Data excerpted from a collection
══════
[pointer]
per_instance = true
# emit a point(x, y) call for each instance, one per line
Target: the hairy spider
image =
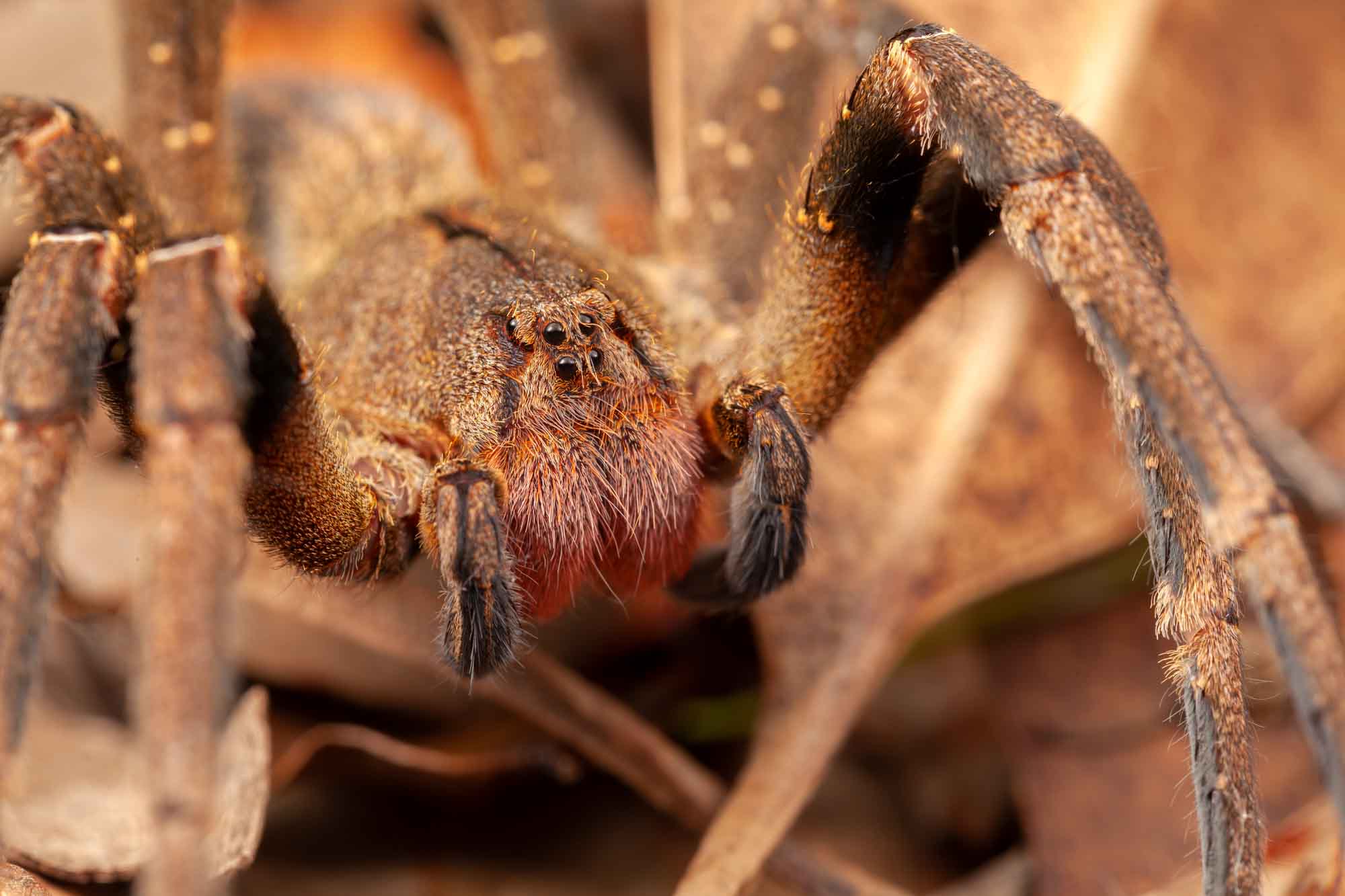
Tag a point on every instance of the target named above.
point(314, 311)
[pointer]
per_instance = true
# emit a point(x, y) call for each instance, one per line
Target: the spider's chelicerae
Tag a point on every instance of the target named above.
point(336, 315)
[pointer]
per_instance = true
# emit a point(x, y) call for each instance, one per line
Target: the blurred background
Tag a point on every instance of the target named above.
point(1026, 740)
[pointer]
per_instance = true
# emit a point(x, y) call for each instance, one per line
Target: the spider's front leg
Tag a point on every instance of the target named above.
point(754, 425)
point(462, 525)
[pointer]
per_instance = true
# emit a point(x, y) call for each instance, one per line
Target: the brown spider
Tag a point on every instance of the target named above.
point(426, 368)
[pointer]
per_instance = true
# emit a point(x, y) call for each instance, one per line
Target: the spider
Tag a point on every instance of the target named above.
point(352, 339)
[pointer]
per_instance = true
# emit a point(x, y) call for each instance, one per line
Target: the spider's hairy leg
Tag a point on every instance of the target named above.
point(1196, 604)
point(61, 314)
point(462, 526)
point(1070, 210)
point(189, 372)
point(63, 310)
point(754, 424)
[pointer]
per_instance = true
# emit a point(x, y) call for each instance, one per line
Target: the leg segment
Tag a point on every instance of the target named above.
point(189, 389)
point(462, 528)
point(1069, 209)
point(190, 381)
point(173, 58)
point(60, 315)
point(1196, 606)
point(755, 425)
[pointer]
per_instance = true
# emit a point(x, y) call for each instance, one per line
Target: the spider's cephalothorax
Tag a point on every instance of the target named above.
point(529, 423)
point(430, 370)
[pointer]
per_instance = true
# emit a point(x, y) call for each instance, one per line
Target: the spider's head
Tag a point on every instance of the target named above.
point(599, 448)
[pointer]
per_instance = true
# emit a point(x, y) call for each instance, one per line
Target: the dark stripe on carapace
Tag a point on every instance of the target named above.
point(454, 231)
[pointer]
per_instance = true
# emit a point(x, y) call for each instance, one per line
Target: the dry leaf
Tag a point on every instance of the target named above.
point(20, 881)
point(1047, 487)
point(486, 763)
point(77, 809)
point(1304, 857)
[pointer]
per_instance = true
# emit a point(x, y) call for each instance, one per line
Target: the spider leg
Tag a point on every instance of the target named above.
point(189, 386)
point(839, 287)
point(738, 93)
point(61, 311)
point(1070, 210)
point(754, 424)
point(463, 528)
point(1196, 604)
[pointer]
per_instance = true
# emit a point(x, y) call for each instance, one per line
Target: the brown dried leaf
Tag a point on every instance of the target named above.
point(1304, 857)
point(1096, 745)
point(20, 881)
point(440, 763)
point(1047, 487)
point(376, 646)
point(77, 809)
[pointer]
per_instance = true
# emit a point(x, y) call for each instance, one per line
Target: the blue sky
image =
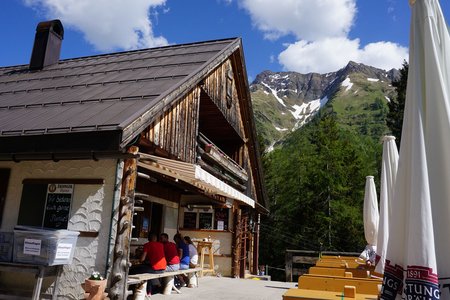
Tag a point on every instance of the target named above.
point(278, 35)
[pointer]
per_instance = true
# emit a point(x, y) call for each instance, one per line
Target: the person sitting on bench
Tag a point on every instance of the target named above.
point(171, 253)
point(152, 261)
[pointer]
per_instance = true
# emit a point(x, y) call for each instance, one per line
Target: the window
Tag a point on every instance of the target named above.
point(4, 180)
point(205, 220)
point(208, 219)
point(221, 218)
point(229, 88)
point(147, 221)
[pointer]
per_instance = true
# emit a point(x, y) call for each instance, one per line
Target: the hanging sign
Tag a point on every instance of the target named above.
point(57, 207)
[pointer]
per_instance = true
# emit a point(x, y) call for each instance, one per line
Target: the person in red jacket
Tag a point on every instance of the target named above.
point(171, 253)
point(152, 260)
══════
**Exercise goal**
Copy all of the data above word for word, omitting the pictures.

**The output**
[pointer]
per_instance = true
# emit a point(x, y) call for each instance, one per line
Target: the hairy spider
image =
Tag a point on every instance of the target named above.
point(314, 311)
[pointer]
per_instance = true
# emit a point(x, y) call for each instance, one per line
Target: the spider's chelicerae
Tag a point on every instance of the target named above.
point(336, 315)
[pointer]
per_instance = true
# emit a point(x, y) call for each instance, one per line
Target: the blurred background
Tag a point on every instance of the target named above.
point(1026, 740)
[pointer]
per_instance = true
# emit a point(x, y) call for each instance, one per line
Target: the spider's front leg
Tag a point on every instance of the target named above.
point(754, 425)
point(462, 525)
[pointer]
per_instance = true
# emit a point(x, y) call for each instance, one per line
Target: the brown spider
Tag a point on every instance of the target named above.
point(426, 368)
[pointer]
per_instance = true
# emit a point(x, y) call for each instance, one per line
Target: the spider
Tag a point on every instance of the target named above.
point(352, 339)
[pointer]
per_instance = true
# emit a point(x, y) call for each instance, one per line
Target: the spider's hairy leg
Tag a point on every instance of the target named above.
point(1196, 604)
point(61, 314)
point(462, 526)
point(1070, 210)
point(189, 372)
point(63, 310)
point(754, 424)
[pointer]
per_instance = true
# emit a point(x, y) call for each instance, one per line
Target: the leg segment
Tag a point on every instance of the target named above.
point(189, 389)
point(462, 528)
point(1069, 209)
point(190, 381)
point(173, 58)
point(60, 315)
point(1196, 606)
point(755, 425)
[pointer]
per_instance = true
# emit a point(x, y) call for each instance, one per line
Target: the spider's cephalothorax
Tag a point on every instance of the target named above.
point(529, 423)
point(430, 370)
[pointer]
per_instance = true
# emit a point(x, y) call for each instance, one per line
Target: the spider's head
Tag a point on every instance of the target named above.
point(599, 448)
[pointer]
per_instance = true
# emit a point(x, y) call for each instance, one per line
Target: the dark stripe on carapace
Tag a point on every instance of the target named above.
point(454, 231)
[pointer]
per_instance = true
# emit a point(x, y) call for each instance, one per line
Target: the dry leaf
Tag a point on every instance of the target named above.
point(20, 881)
point(1047, 487)
point(486, 763)
point(77, 809)
point(1304, 857)
[pointer]
per_instance = true
# emit a point(x, y) call for each instance, one per line
Target: the spider leg
Tag a point on every instance of the target named above.
point(189, 386)
point(839, 287)
point(738, 93)
point(61, 311)
point(1070, 210)
point(754, 424)
point(463, 528)
point(1196, 604)
[pointer]
per_instance = true
# emit a point(x, y) call for each instance, one per line
Target: the brown dried leaf
Tag a point on every instance of the target named above.
point(1304, 857)
point(1096, 745)
point(20, 881)
point(440, 763)
point(1047, 487)
point(376, 646)
point(77, 809)
[pointer]
per_instance = true
# emit a point(x, y) call for each instance, one per line
Target: the blue sky
image =
Tag a point on every instance of the target named above.
point(278, 35)
[pointer]
per_instance = true
# emit a point(x, y) call for each instance, one per line
Target: the person sitting on bench
Tag a point on every instance of the target named above.
point(171, 253)
point(152, 261)
[pointer]
per_instance = true
# emit a point(x, y) call for each instance, one per line
Target: the window
Tag a point on every instance of the target named above.
point(4, 180)
point(205, 220)
point(208, 219)
point(221, 218)
point(229, 88)
point(147, 221)
[pointer]
per_instance = true
# emit a point(x, y) call for each instance, one per line
Target: the hanging sign
Tag a point on every instance of the target named above.
point(57, 207)
[pointer]
per_instance = true
# emit a point(x, y) call for each instance, one per line
Target: the person in red jacket
Tag a point on every instance of the target named above.
point(171, 253)
point(152, 260)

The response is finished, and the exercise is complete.